**Exercise:** Whenever a line in the data holds the string "below", copy that line.

**Raw data:**
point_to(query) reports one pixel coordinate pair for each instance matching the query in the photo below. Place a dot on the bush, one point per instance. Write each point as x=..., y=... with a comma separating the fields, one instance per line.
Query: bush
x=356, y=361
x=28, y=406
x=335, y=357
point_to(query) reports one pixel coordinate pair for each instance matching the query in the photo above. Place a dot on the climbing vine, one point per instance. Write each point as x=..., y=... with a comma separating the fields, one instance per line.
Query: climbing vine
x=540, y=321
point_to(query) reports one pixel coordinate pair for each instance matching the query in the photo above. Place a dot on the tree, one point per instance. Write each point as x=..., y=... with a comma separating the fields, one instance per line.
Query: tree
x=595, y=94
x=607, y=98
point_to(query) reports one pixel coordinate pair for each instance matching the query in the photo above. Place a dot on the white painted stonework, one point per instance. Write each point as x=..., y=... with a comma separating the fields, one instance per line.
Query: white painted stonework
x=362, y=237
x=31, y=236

---

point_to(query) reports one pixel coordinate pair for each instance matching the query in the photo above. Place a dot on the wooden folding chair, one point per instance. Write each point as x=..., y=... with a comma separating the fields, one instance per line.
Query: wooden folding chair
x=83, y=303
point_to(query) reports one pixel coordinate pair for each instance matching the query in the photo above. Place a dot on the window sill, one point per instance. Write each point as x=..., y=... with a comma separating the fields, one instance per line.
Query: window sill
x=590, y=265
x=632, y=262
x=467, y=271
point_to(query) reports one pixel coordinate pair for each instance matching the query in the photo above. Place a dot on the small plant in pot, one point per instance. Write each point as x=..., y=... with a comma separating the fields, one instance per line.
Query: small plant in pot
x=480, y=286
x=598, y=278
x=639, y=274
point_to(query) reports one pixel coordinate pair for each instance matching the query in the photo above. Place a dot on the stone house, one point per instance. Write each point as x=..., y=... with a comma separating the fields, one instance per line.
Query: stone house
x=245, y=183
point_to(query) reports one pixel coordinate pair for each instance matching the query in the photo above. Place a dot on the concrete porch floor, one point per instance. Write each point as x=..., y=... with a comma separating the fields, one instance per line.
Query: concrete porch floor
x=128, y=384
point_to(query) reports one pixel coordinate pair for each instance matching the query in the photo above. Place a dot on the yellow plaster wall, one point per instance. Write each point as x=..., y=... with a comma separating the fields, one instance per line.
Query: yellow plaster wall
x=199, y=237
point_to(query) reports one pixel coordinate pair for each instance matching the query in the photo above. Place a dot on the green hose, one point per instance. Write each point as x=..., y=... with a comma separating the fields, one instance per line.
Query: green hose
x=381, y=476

--

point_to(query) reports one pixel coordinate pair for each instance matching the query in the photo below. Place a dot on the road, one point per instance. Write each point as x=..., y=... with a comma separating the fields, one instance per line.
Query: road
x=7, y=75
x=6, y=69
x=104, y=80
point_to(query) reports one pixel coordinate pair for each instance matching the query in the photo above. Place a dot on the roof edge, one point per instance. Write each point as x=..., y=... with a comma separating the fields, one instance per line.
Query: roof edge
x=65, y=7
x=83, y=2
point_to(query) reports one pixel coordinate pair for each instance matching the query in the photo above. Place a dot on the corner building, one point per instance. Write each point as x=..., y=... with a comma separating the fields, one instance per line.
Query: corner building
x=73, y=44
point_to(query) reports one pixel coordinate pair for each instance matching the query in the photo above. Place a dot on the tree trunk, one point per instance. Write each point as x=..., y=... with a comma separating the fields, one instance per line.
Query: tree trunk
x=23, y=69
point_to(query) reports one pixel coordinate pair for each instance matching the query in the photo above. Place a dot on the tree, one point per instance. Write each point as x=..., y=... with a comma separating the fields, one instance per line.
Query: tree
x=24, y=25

**Exercise output:**
point_to(query) reports one pixel coordinate pair for each instance matching the query in the photo below. Place a dot on the bush, one point per instance. Write each point as x=..., y=... with a comma separating the fields, one instance per line.
point_to(query) reports one pixel coordinate pair for each instance matching the query in the photo below. Place a dot on the road, one point per instance. Write each point as x=..., y=... with a comma separating the fields, one instance per line.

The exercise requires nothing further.